### ANGEZEIGTER TEXT
□ □ □ □ □
Alma will naa Afrika

Uroma, Tochter, Enkelin und Urenkelin reisen gemeinsam nach Gambia

Urgroßmutter möchte das Land kennenlernen, aus dem der Vater des jüngsten Sprosses der Familie stammt.

Von Helmut Burlager

Jever/Spetzerfehn – Aufgeregt? „Nein, warum?“, fragt Alma Rodyk zurück. Es ist schließlich nicht ihre erste große Reise, sie war in Kanada, Florida, New York und an vielen anderen Orten. Das ist zwar schon eine Weile her, doch vor dem, was sie jetzt vorhat, macht die 82-Jährige sich auch nicht bange. An diesem Dienstag, 25. Februar, geht es nach Gambia. Das ist das kleinste Land Afrikas, nicht einmal so groß wie Schleswig-Holstein, liegt sechs Flugstunden von Deutschland entfernt an der Westküste des Kontinents, im tropischen Klima, und ist nicht gerade das erklärte Ziel von Seniorenfahrten.

Wegen der kleinen Jaye und mit ihr zusammen reisen Maike Neunaber, Alma Rodyk und Antje Neunaber nach Gambia. Am 25. Februar geht es los. Foto: Helmut Burlager
Wegen der kleinen Jaye und mit ihr zusammen reisen Maike Neunaber, Alma Rodyk und Antje Neunaber nach Gambia. Am 25. Februar geht es los.
Foto: Helmut Burlager

Alma Rodyk reist aber auch nicht der Erholung, sondern der Familie wegen. Und sie fliegt nicht allein. Es geht im Quartett von Hamburg über Frankfurt nach Banjul. Vier Frauen, vier Generationen. Die Spetzerfehntjerin wird von ihrer Tochter Antje Neunaber, ihrer Enkelin Maike und ihrer Urenkelin Jaye begleitet. Es ist eine Reise zu den Wurzeln des jüngsten Sprosses.
□ □ □ □ □
### DIE DATEN

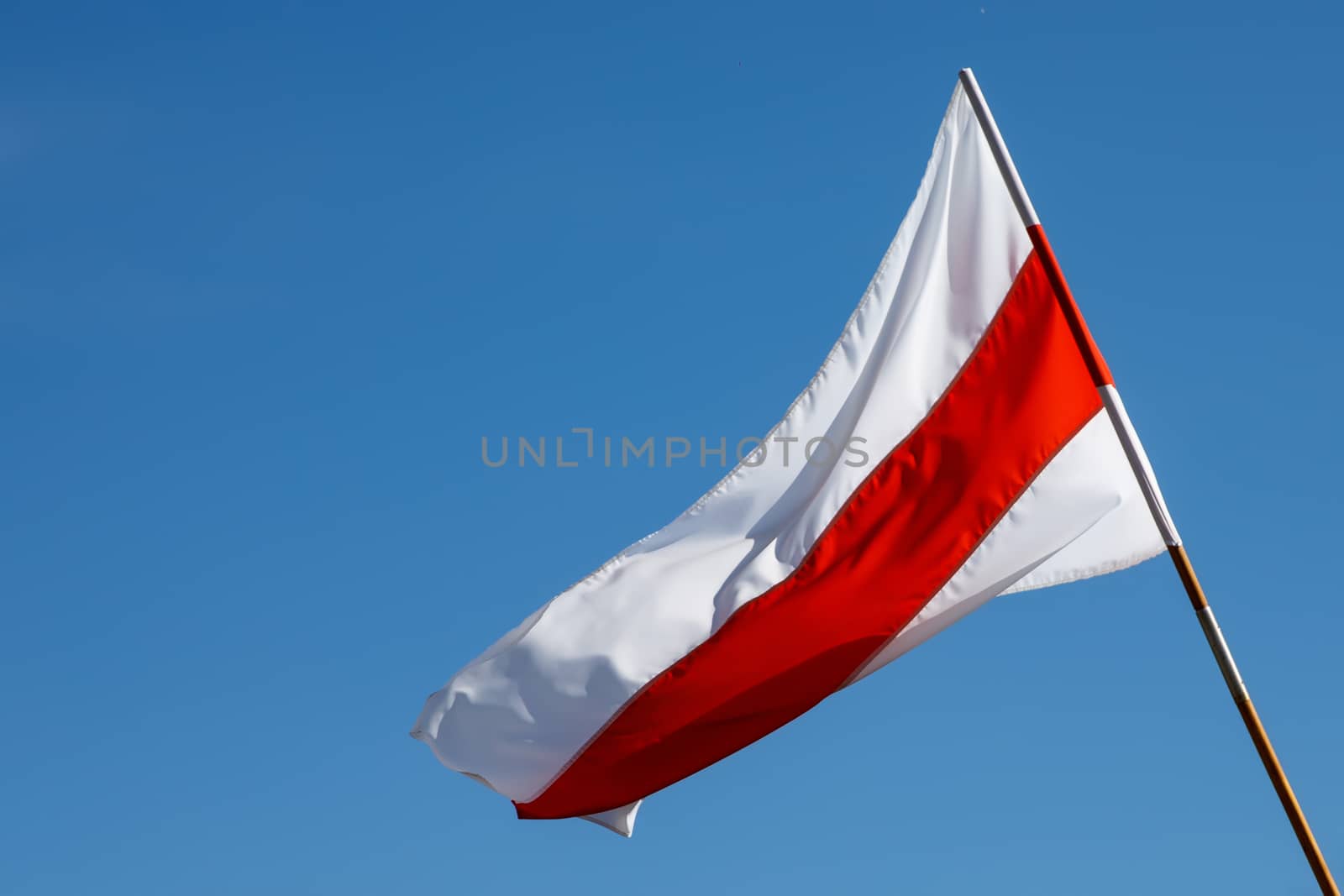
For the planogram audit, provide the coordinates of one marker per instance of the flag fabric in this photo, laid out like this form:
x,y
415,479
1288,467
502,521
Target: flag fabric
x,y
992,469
□ □ □ □ □
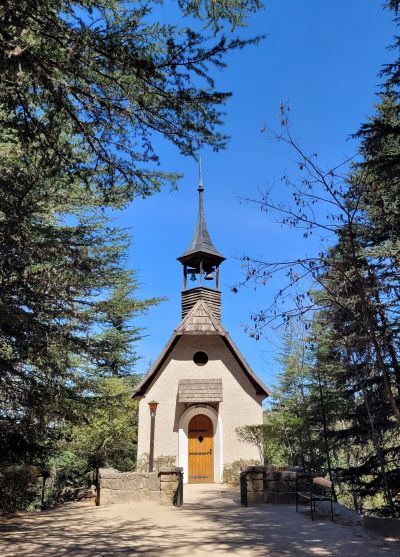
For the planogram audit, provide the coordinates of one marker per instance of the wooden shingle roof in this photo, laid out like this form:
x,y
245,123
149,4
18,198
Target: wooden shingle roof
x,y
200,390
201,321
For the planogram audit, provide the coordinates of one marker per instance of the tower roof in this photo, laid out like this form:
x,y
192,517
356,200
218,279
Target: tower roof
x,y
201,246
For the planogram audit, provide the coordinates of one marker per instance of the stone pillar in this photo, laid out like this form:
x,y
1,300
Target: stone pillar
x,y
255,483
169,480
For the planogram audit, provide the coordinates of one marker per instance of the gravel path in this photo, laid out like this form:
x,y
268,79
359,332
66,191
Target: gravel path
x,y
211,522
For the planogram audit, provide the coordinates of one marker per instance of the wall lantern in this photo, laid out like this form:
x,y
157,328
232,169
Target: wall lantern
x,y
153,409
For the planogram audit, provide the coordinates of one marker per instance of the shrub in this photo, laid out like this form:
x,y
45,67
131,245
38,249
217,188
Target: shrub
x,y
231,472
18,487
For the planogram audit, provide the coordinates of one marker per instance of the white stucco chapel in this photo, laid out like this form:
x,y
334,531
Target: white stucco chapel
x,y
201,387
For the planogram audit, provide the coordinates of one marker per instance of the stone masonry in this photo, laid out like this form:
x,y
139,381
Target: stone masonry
□ □ □ □ □
### ERFORDERLICHE SCHRITTE
(1) Schreib bitte den Zeitungsartikel über die Gambia-Reise vollständig und wortgetreu nieder.
(2) Überarbeite in den Datenzeilen den Abschnitt von der Zeile mit „of the gravel“ bis einschließlich der Zeile mit „Target: stone masonry“, indem du „planogram audit“ durch „inventory audit“ ersetzt und alles andere unverändert lässt. Gib nur diese Zeilen aus.
Die Datenzeilen haben mit dem Zeitungsartikel über die Gambia-Reise nichts zu tun.

### LÖSUNGEN
(1)
Alma will naa Afrika

Uroma, Tochter, Enkelin und Urenkelin reisen gemeinsam nach Gambia

Urgroßmutter möchte das Land kennenlernen, aus dem der Vater des jüngsten Sprosses der Familie stammt.

Von Helmut Burlager

Jever/Spetzerfehn – Aufgeregt? „Nein, warum?“, fragt Alma Rodyk zurück. Es ist schließlich nicht ihre erste große Reise, sie war in Kanada, Florida, New York und an vielen anderen Orten. Das ist zwar schon eine Weile her, doch vor dem, was sie jetzt vorhat, macht die 82-Jährige sich auch nicht bange. An diesem Dienstag, 25. Februar, geht es nach Gambia. Das ist das kleinste Land Afrikas, nicht einmal so groß wie Schleswig-Holstein, liegt sechs Flugstunden von Deutschland entfernt an der Westküste des Kontinents, im tropischen Klima, und ist nicht gerade das erklärte Ziel von Seniorenfahrten.

Wegen der kleinen Jaye und mit ihr zusammen reisen Maike Neunaber, Alma Rodyk und Antje Neunaber nach Gambia. Am 25. Februar geht es los. Foto: Helmut Burlager
Wegen der kleinen Jaye und mit ihr zusammen reisen Maike Neunaber, Alma Rodyk und Antje Neunaber nach Gambia. Am 25. Februar geht es los.
Foto: Helmut Burlager

Alma Rodyk reist aber auch nicht der Erholung, sondern der Familie wegen. Und sie fliegt nicht allein. Es geht im Quartett von Hamburg über Frankfurt nach Banjul. Vier Frauen, vier Generationen. Die Spetzerfehntjerin wird von ihrer Tochter Antje Neunaber, ihrer Enkelin Maike und ihrer Urenkelin Jaye begleitet. Es ist eine Reise zu den Wurzeln des jüngsten Sprosses.

(2)
For the inventory audit, provide the coordinates of one marker per instance of the gravel path in this photo, laid out like this form:
x,y
268,79
359,332
66,191
Target: gravel path
x,y
211,522
For the inventory audit, provide the coordinates of one marker per instance of the wall lantern in this photo, laid out like this form:
x,y
157,328
232,169
Target: wall lantern
x,y
153,409
For the inventory audit, provide the coordinates of one marker per instance of the shrub in this photo, laid out like this form:
x,y
45,67
131,245
38,249
217,188
Target: shrub
x,y
231,472
18,487
For the inventory audit, provide the coordinates of one marker per instance of the white stucco chapel in this photo, laid out like this form:
x,y
334,531
Target: white stucco chapel
x,y
201,387
For the inventory audit, provide the coordinates of one marker per instance of the stone masonry in this photo, laid out like this form:
x,y
139,381
Target: stone masonry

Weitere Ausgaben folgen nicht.